:: Challenge 1 ::
Output the text about the Shameless episode in full, word for word.

:: Quoted text ::

════

- Episode no.: Season 3 Episode 8
- Directed by: Danny Cannon
- Written by: Davey Holmes
- Cinematography by: Kevin McKnight
- Editing by: Gregg Featherman
- Production code: 2J6608
- Original release date: March 10, 2013
- Running time: 54 minutes

Guest appearances
- Joan Cusack as Sheila Jackson; Christian Clemenson as Christopher Collier; Vanessa Bell Calloway as Carol Fisher; Tyler Jacob Moore as Tony Markovich; Bernardo de Paula as Beto; Josh Perry as Jeremy; Elizabeth Sung as Mrs. Wong; Sunkrish Bala as Andy; Tara Karsian as Celia; Brent Sexton as Patrick Gallagher; Laura Slade Wiggins as Karen Jackson;

Episode chronology
| ← Previous "A Long Way From Home" | Next → "Frank the Plumber" |
- Shameless season 3

= Where There's a Will (Shameless) =

"Where There's a Will" is the eighth episode of the third season of the American television comedy drama Shameless, an adaptation of the British series of the same name. It is the 32nd overall episode of the series and was written by co-executive producer Davey Holmes, and directed by Danny Cannon. It originally aired on Showtime on March 10, 2013.

════

[Dataset records]
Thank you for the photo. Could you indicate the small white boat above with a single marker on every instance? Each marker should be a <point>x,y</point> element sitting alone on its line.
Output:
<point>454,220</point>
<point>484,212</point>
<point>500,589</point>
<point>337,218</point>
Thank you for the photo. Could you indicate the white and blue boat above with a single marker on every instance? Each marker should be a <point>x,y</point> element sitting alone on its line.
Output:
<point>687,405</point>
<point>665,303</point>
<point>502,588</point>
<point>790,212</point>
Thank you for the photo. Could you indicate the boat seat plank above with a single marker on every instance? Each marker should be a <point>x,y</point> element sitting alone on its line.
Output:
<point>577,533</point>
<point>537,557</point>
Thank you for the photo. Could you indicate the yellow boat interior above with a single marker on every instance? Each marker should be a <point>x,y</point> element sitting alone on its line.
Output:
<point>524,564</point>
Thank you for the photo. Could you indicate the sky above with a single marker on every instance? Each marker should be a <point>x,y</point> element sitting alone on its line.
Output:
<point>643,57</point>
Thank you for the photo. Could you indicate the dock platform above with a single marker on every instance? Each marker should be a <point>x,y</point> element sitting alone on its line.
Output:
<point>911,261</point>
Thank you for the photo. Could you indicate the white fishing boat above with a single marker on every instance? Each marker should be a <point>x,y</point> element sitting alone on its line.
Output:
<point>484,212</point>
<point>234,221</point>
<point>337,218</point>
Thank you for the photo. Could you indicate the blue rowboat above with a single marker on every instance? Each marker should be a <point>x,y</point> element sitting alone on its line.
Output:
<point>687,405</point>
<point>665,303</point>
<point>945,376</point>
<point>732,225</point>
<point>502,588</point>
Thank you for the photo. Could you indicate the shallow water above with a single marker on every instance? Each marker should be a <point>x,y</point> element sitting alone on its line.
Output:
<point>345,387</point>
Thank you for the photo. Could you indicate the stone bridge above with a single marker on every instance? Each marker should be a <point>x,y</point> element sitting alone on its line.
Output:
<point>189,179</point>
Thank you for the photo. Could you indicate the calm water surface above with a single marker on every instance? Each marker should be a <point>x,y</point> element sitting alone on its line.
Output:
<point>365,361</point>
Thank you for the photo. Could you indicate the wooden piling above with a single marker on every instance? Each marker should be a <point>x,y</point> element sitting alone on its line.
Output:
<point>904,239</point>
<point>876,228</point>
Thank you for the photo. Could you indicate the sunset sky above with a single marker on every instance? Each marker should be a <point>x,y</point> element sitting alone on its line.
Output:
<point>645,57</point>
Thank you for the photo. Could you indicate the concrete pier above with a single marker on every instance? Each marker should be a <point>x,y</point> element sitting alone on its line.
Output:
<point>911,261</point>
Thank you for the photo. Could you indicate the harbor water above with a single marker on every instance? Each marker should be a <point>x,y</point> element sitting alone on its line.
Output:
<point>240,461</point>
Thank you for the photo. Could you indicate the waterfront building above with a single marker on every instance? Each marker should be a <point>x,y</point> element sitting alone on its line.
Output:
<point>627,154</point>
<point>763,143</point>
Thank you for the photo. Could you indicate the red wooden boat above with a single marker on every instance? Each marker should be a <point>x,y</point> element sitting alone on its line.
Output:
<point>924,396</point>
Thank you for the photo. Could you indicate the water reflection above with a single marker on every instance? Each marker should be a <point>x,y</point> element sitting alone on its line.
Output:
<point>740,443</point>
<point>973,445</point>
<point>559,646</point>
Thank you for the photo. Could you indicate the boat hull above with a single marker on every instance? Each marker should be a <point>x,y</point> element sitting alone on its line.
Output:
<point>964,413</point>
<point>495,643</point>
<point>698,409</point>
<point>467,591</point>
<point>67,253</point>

════

:: Challenge 2 ::
Give as a JSON list of strings the lines of the listing starting with the line that contains "Thank you for the photo. Could you indicate the blue" and going on through the line that contains "<point>924,396</point>", one string per line with blank lines left out.

:: Worked answer 1 ::
- Episode no.: Season 3 Episode 8
- Directed by: Danny Cannon
- Written by: Davey Holmes
- Cinematography by: Kevin McKnight
- Editing by: Gregg Featherman
- Production code: 2J6608
- Original release date: March 10, 2013
- Running time: 54 minutes

Guest appearances
- Joan Cusack as Sheila Jackson; Christian Clemenson as Christopher Collier; Vanessa Bell Calloway as Carol Fisher; Tyler Jacob Moore as Tony Markovich; Bernardo de Paula as Beto; Josh Perry as Jeremy; Elizabeth Sung as Mrs. Wong; Sunkrish Bala as Andy; Tara Karsian as Celia; Brent Sexton as Patrick Gallagher; Laura Slade Wiggins as Karen Jackson;

Episode chronology
| ← Previous "A Long Way From Home" | Next → "Frank the Plumber" |
- Shameless season 3

= Where There's a Will (Shameless) =

"Where There's a Will" is the eighth episode of the third season of the American television comedy drama Shameless, an adaptation of the British series of the same name. It is the 32nd overall episode of the series and was written by co-executive producer Davey Holmes, and directed by Danny Cannon. It originally aired on Showtime on March 10, 2013.

:: Worked answer 2 ::
[
  "Thank you for the photo. Could you indicate the blue rowboat above with a single marker on every instance? Each marker should be a <point>x,y</point> element sitting alone on its line.",
  "Output:",
  "<point>687,405</point>",
  "<point>665,303</point>",
  "<point>945,376</point>",
  "<point>732,225</point>",
  "<point>502,588</point>",
  "Thank you for the photo. Could you indicate the shallow water above with a single marker on every instance? Each marker should be a <point>x,y</point> element sitting alone on its line.",
  "Output:",
  "<point>345,387</point>",
  "Thank you for the photo. Could you indicate the stone bridge above with a single marker on every instance? Each marker should be a <point>x,y</point> element sitting alone on its line.",
  "Output:",
  "<point>189,179</point>",
  "Thank you for the photo. Could you indicate the calm water surface above with a single marker on every instance? Each marker should be a <point>x,y</point> element sitting alone on its line.",
  "Output:",
  "<point>365,361</point>",
  "Thank you for the photo. Could you indicate the wooden piling above with a single marker on every instance? Each marker should be a <point>x,y</point> element sitting alone on its line.",
  "Output:",
  "<point>904,239</point>",
  "<point>876,228</point>",
  "Thank you for the photo. Could you indicate the sunset sky above with a single marker on every instance? Each marker should be a <point>x,y</point> element sitting alone on its line.",
  "Output:",
  "<point>645,57</point>",
  "Thank you for the photo. Could you indicate the concrete pier above with a single marker on every instance? Each marker should be a <point>x,y</point> element sitting alone on its line.",
  "Output:",
  "<point>911,261</point>",
  "Thank you for the photo. Could you indicate the harbor water above with a single marker on every instance? Each marker should be a <point>x,y</point> element sitting alone on its line.",
  "Output:",
  "<point>240,461</point>",
  "Thank you for the photo. Could you indicate the waterfront building above with a single marker on every instance? Each marker should be a <point>x,y</point> element sitting alone on its line.",
  "Output:",
  "<point>627,154</point>",
  "<point>763,143</point>",
  "Thank you for the photo. Could you indicate the red wooden boat above with a single marker on every instance? Each marker should be a <point>x,y</point> element sitting alone on its line.",
  "Output:",
  "<point>924,396</point>"
]